What to do
Reproduce everything from the line containing "task: segment each instance of the barred" down to the line containing "50L82 52L91 57L99", with "barred wing pattern" renamed to "striped wing markings" and nothing else changed.

Provided material
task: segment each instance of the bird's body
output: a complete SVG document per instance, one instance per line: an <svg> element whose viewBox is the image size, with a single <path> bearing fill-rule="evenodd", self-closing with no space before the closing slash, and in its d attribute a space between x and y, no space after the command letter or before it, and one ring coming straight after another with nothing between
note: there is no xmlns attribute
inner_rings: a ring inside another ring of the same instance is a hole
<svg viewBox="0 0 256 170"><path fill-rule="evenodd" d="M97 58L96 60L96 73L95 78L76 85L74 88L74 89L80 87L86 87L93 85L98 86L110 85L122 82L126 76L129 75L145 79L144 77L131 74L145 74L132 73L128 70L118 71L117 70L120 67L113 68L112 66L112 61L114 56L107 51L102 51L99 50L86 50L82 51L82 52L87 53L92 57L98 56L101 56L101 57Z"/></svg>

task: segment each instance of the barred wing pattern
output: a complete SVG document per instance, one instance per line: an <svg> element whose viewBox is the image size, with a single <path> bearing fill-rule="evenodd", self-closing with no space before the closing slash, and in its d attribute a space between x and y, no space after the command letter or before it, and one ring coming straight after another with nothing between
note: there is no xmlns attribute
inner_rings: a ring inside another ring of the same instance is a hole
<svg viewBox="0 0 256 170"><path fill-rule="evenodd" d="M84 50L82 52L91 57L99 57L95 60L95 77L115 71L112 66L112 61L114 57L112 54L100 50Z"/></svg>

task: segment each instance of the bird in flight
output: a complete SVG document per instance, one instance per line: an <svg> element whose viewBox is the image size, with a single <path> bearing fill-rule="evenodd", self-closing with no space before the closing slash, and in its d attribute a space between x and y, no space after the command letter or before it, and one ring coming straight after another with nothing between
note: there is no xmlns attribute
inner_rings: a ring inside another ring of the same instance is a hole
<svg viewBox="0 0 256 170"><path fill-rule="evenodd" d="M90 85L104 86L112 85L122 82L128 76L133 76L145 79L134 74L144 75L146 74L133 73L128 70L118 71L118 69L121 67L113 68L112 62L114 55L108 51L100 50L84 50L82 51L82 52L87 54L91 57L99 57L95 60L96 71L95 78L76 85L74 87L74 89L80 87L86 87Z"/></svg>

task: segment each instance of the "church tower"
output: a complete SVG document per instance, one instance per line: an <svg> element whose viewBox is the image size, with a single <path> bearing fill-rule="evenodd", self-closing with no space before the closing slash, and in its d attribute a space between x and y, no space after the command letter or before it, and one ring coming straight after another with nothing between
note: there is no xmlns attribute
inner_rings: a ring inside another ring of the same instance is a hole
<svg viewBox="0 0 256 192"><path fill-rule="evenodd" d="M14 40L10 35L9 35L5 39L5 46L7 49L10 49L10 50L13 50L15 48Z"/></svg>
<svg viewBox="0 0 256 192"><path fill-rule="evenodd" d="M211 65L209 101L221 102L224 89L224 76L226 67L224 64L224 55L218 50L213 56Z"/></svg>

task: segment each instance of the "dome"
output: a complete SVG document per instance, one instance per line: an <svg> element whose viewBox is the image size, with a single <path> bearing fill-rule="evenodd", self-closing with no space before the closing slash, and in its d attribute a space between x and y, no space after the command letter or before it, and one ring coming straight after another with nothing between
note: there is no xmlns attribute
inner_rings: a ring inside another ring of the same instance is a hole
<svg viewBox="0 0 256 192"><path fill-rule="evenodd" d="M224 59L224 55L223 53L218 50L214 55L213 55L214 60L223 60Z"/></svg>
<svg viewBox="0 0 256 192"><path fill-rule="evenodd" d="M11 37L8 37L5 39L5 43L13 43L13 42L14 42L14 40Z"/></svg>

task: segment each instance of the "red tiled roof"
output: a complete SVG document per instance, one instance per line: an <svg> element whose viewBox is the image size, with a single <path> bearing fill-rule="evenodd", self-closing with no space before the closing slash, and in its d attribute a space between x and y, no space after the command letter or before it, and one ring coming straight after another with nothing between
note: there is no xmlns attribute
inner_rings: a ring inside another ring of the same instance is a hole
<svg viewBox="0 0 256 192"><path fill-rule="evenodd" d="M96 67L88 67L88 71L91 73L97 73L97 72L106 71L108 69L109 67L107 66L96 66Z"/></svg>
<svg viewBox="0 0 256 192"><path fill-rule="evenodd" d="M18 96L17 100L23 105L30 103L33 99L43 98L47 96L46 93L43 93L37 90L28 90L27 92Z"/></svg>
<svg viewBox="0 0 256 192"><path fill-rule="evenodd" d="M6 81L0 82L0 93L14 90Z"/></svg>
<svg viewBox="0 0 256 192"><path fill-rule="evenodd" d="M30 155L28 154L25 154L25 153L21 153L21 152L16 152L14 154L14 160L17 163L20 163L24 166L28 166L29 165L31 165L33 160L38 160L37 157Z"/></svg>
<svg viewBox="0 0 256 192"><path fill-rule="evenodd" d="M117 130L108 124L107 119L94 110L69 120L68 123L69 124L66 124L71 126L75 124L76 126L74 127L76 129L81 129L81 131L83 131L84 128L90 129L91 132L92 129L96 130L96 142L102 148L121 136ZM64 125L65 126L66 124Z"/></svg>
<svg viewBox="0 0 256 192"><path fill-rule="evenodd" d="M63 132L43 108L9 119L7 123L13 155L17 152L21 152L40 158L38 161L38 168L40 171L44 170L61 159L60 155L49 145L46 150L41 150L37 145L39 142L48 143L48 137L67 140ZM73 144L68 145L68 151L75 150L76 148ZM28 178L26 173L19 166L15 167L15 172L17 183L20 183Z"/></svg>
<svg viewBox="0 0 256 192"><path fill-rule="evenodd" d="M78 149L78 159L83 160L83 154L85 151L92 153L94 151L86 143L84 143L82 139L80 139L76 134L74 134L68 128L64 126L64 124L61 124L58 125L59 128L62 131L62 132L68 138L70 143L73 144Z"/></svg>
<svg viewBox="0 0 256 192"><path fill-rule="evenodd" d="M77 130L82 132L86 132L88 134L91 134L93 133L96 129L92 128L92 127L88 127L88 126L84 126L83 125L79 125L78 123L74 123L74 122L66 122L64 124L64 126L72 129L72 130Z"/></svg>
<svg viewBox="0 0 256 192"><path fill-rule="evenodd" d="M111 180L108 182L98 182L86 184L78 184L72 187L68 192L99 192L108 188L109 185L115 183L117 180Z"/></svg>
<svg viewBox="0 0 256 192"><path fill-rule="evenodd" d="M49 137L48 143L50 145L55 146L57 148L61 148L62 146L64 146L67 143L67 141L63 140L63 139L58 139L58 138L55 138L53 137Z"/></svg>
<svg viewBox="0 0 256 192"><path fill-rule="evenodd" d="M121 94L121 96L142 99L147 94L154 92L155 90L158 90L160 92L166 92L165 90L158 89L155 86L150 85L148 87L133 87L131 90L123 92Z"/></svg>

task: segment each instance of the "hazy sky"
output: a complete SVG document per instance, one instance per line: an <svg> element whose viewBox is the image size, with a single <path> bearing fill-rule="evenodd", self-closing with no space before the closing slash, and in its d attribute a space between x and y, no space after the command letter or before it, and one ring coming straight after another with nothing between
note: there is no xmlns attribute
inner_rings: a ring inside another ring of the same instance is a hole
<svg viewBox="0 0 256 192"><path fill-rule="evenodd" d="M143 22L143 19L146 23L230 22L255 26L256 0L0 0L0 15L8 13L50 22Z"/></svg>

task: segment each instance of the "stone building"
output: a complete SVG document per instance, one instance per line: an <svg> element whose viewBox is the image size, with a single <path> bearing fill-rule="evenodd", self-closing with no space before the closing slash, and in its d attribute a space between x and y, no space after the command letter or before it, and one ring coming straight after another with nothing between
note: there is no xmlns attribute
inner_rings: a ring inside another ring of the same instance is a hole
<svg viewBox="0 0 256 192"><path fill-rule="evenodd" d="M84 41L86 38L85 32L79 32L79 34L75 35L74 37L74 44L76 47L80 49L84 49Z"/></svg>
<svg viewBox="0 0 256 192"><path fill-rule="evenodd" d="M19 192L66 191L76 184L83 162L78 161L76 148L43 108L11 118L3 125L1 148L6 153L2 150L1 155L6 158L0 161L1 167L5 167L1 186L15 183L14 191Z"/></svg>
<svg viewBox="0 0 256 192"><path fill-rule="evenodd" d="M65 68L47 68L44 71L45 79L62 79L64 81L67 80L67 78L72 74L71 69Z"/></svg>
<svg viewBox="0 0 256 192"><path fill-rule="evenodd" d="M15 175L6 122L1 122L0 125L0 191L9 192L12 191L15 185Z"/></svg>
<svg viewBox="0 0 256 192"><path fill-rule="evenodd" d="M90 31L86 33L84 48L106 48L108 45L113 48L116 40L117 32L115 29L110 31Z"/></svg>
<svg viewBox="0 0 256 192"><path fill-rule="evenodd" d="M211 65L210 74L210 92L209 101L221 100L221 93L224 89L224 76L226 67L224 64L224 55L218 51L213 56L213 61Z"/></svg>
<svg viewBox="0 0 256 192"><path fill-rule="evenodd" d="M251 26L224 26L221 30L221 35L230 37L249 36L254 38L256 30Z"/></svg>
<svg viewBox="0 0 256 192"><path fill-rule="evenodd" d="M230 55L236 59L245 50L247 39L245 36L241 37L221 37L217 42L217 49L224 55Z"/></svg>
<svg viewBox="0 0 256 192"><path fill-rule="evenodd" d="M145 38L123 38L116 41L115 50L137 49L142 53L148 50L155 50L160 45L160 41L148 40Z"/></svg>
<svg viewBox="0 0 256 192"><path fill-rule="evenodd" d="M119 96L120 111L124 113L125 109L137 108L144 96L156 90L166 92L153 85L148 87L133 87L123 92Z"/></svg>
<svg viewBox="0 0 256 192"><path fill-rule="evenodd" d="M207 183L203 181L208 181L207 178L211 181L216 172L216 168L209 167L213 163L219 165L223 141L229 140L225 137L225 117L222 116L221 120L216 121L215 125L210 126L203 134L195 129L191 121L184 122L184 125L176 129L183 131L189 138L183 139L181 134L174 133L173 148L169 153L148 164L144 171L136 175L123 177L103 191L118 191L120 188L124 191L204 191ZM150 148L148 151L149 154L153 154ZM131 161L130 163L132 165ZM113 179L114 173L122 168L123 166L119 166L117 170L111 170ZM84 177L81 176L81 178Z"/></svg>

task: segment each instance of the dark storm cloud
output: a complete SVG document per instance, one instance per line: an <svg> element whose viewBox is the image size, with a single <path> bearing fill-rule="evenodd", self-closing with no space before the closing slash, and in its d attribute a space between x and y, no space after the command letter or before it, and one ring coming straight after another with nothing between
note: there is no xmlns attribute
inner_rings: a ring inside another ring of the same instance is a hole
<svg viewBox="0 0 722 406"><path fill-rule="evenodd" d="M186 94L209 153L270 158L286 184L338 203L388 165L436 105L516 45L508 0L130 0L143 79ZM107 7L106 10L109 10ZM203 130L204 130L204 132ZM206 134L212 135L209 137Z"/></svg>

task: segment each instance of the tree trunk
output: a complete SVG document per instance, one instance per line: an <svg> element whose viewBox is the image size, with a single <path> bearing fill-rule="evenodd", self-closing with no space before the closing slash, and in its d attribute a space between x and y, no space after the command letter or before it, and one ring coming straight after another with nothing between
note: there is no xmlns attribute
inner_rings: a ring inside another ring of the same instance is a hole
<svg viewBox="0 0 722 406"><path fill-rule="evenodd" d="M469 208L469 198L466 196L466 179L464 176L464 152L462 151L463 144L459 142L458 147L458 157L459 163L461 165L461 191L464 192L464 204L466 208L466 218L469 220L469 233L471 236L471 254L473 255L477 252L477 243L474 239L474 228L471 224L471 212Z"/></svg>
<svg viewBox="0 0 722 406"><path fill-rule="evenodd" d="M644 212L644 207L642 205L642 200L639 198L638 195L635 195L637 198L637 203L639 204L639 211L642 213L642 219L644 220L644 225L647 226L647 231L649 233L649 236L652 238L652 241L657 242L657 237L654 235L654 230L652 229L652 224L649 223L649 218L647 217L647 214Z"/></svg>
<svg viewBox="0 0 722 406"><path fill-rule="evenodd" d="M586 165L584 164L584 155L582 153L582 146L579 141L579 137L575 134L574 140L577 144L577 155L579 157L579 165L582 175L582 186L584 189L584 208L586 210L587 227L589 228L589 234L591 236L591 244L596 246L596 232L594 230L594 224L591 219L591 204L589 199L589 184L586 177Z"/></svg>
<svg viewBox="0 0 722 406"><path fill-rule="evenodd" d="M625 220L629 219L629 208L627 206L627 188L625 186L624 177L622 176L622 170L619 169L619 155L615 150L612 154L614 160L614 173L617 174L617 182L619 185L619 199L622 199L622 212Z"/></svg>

Correct result
task: segment each instance of the striped wing markings
output: a complete SVG document per instance, one instance per line: an <svg> element whose viewBox is the image size, with a single <path> bearing fill-rule="evenodd", self-closing with no space before the closing slash, and in its d attribute a space between x and y, no space after the command letter or before it, and one ring coming straight after another with nothing between
note: there is no xmlns attribute
inner_rings: a ring inside another ring of the same instance is a hole
<svg viewBox="0 0 256 170"><path fill-rule="evenodd" d="M84 50L82 52L91 57L99 57L95 60L95 77L115 71L112 66L112 61L114 57L112 54L100 50Z"/></svg>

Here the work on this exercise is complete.